EXERCISE PROMPT: Only the lines below from the one with "Target: tree trunk" through the one with "Target: white wispy petal" are to be written out, exactly and without any images.

[Referring expression data]
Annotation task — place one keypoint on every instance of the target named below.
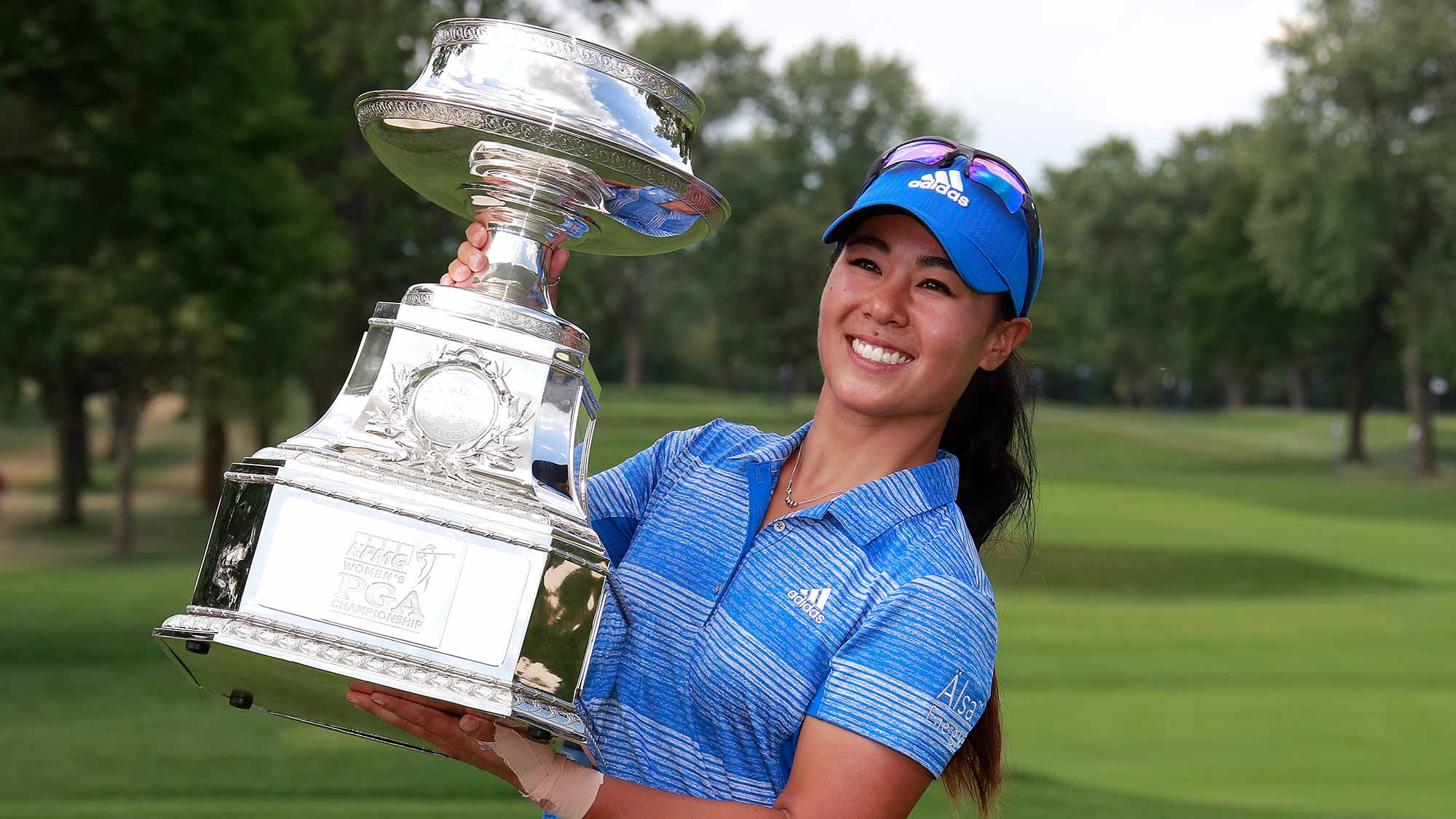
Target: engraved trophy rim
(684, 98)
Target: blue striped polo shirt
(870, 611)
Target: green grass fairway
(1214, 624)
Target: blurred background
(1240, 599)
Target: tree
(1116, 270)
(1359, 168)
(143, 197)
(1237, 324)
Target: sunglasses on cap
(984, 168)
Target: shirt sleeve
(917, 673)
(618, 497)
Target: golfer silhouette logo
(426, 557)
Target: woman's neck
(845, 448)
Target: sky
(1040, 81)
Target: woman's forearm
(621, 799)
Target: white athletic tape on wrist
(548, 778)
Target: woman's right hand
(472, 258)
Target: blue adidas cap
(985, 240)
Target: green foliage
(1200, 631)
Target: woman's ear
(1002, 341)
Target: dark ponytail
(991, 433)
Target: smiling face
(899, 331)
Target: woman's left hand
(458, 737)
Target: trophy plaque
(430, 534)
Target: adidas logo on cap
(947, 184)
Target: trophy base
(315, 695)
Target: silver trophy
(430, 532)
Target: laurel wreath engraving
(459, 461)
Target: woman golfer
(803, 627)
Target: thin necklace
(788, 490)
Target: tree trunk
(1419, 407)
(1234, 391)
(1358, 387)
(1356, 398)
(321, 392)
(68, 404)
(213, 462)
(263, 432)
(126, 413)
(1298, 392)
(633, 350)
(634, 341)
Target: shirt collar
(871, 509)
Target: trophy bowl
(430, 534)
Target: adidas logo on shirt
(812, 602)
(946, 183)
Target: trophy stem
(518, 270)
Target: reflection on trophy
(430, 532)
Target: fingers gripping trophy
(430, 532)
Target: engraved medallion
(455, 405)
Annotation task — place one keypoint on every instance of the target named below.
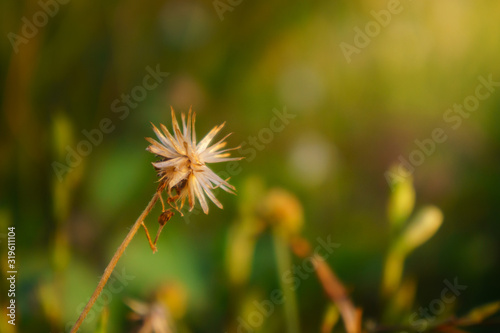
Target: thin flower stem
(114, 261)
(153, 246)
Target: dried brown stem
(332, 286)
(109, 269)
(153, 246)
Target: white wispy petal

==

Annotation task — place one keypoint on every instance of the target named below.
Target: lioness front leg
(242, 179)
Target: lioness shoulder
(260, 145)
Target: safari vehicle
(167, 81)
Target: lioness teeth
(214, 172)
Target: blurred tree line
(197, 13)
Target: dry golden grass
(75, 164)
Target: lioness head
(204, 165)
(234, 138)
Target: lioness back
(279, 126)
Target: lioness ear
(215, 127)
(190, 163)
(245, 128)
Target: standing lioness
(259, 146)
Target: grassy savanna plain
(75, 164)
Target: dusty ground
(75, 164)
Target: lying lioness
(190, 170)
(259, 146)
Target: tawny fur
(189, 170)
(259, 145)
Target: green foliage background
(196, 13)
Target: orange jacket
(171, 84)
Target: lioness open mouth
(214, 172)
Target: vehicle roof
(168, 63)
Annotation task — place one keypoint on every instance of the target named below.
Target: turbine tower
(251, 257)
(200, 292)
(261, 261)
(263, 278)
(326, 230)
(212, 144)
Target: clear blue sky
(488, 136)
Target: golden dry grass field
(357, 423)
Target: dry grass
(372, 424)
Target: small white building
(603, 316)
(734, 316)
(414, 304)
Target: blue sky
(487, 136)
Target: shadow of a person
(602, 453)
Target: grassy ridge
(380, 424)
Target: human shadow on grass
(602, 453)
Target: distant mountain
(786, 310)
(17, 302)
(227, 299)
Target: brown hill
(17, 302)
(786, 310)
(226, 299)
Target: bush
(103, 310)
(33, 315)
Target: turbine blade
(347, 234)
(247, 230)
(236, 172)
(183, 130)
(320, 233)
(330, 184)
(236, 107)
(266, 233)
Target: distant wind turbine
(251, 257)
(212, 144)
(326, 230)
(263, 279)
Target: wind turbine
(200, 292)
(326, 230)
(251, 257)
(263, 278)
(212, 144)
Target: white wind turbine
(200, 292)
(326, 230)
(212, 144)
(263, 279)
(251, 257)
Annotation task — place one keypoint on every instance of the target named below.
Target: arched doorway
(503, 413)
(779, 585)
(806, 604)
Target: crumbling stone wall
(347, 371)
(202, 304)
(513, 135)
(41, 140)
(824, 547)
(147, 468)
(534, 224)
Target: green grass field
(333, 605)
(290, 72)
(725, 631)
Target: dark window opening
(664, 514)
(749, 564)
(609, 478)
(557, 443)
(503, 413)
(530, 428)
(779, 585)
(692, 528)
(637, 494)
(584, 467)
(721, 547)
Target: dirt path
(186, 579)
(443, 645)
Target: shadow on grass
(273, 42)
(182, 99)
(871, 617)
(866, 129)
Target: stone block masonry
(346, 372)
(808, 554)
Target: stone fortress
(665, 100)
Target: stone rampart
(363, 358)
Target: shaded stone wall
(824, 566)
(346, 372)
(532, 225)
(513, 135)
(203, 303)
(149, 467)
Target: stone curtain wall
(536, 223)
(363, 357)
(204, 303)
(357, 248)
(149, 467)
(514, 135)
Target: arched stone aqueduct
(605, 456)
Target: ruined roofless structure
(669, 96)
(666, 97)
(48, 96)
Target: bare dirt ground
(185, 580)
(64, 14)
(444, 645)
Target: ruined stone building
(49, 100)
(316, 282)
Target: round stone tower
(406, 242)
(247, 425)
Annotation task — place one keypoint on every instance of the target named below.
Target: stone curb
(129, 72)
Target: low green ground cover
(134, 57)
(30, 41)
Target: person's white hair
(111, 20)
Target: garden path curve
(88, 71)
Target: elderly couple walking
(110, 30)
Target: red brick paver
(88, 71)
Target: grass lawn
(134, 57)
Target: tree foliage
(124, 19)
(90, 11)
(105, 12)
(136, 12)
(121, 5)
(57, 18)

RESPONSE BOX:
Target: tree trunk
(1419, 407)
(1234, 391)
(1358, 387)
(1356, 398)
(321, 392)
(68, 404)
(213, 462)
(263, 432)
(126, 413)
(1298, 392)
(633, 350)
(634, 341)
Target: shirt collar
(871, 509)
Target: trophy bowl
(430, 534)
Target: adidas logo on shirt
(812, 602)
(946, 183)
Target: trophy stem
(518, 270)
Target: reflection on trophy
(430, 532)
Target: fingers gripping trophy
(430, 532)
Target: engraved medallion
(455, 405)
Annotation task — place one keypoint on every instance of the target named below.
Target: thin flower stem
(114, 261)
(153, 246)
Target: dried brown stem
(332, 286)
(109, 269)
(153, 246)
Target: white wispy petal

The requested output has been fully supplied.